Moral Ekonomi
Korupsi
|
Amich Alhumami ; PhD Bidang
Antropologi Sosial dari University of Sussex, Inggris; Bekerja di Bappenas
|
SINDO,
22 Agustus 2012
Tak terbantahkan,korupsi sudah menjadi epidemi politik karena
terjadi secara sistematis, terstruktur, dan berulang-ulang.
Praktik korupsi menjelma dalam bentuk persekongkolan antara
aktor-aktor yang memangku kekuasaan di semua cabang pemerintahan dan
aktor-aktor swasta (pebisnis, makelar proyek). Korupsi berlangsung dalam suatu
relasi kuasa untuk kepentingan ekonomi-politik, memobilisasi sumber daya
ekonomi guna memperebutkan posisi dan kekuasaan politik. Meski sudah tak
terhitung lagi pelaku korupsi—mulai dari pejabat rendahan sampai pejabat tinggi
setingkat (mantan) menteri— yang dikirim ke bui, namun ancaman penjara tak
membuat ciut nyali para koruptor untuk menggangsir uang negara.
Selama ini, diskusi publik yang membahas mengenai masalah korupsi lebih menggunakan pendekatan hukum. Karena itu,korupsi semata-mata dilihat sebagai tindakan kejahatan luar biasa, sehingga cara penanganannya pun berpijak pada perspektif legalistik. Ilmu antropologi menawarkan perspektif lain dalam mengkaji dan menganalisis masalah korupsi, yang selama ini luput dari observasi para ahli hukum, pengamat sosial, dan aktivis antikorupsi.
Mereka melihat praktik korupsi dengan mendasarkan pada prosecutorial approach and legal sanction semata. Korupsi mengakar sangat kuat dalam struktur kekuasaan negara dan mengalami pelembagaan di dalam birokrasi pemerintahan dan badan-badan politik negara. Hal ini terjadi karena praktik korupsi mengandung suatu nilai yang sangat fundamental: moral ekonomi. Moral ekonomi adalah konsep klasik yang menjadi tema kajian akademis dalam ilmu antropologi ekonomi dan sosiologi ekonomi.
Moral ekonomi merujuk pada suatu tradisi kuno yang dianut oleh dan berlaku di dalam masyarakat prakapitalis. Pada masyarakat prakapitalis, kegiatan ekonomi berlangsung dalam suatu komunitas kecil dan terbatas, yang ditopang oleh jaringan sosial yang sangat kuat dan hubungan personal yang hangat. Moral ekonomi yang mendasari aktivitas ekonomi dalam masyarakat pra-kapitalis merujuk pada norma-norma etik yang berbasis pada tiga hal pokok yang saling berkaitan: mutuality, reciprocity, solidarity.

**********

** TUGAS ANDA **
1 - Dalam tulisan tentang moral ekonomi korupsi, moral ekonomi menjadi tema kajian akademis dalam ilmu apa saja?
2 - Sebutkan semua hal pokok yang menjadi dasar norma-norma etik moral ekonomi dalam masyarakat prakapitalis menurut tulisan tentang moral ekonomi korupsi.
3 - Teruskan tulisan tentang moral ekonomi korupsi mulai dari kalimat terakhirnya.

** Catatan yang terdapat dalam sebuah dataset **

**********

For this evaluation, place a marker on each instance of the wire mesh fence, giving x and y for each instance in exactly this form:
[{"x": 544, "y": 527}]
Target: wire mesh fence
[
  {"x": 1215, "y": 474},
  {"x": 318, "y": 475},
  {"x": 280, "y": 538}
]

**********

** JAWABAN **
1 - Antropologi ekonomi dan sosiologi ekonomi.

2 - Mutuality, reciprocity, solidarity.

3 -
Kegiatan ekonomi dalam masyarakat pra-kapitalis bertujuan untuk menciptakan kemaslahatan bersama dan memberikan kemanfaatan timbalbalik di antara sesama warga masyarakat. Ini dilakukan dalam rangka merawat dan memperkuat solidaritas sosial,yang dibangun di atas landasan nilai dan spirit saling tolong-menolong antarwarga. Karena itu, seluruh aktivitas ekonomi digerakkan dengan menggunakan jaringan patronase terutama dalam dua hal: (1) mengalokasikan sumber daya ekonomi dan (2) memberi proteksi agar sumber daya ekonomi hanya berputar pada lingkaran anggota jaringan saja.
Melalui jaringan patronase, pihak-pihak yang memperoleh keuntungan finansial dan manfaat sosial dari kegiatan perekonomian adalah orang-orang yang punya hubungan dengan penguasa sumber daya ekonomi dan mereka yang berada dalam lingkaran paling dekat dengan sangpatron. Dalam kajian antropologi ekonomi, pendekatan demikian lazim disebut patronage allocation and protection over economic resources. Moral ekonomi yang berlaku di masyarakat pra-kapitalis ini ditransformasikan ke dalam praktik korupsi, yang berselubung pengelolaan proyekproyek pembangunan yang bersumber dari anggaran negara (state-funded development projects).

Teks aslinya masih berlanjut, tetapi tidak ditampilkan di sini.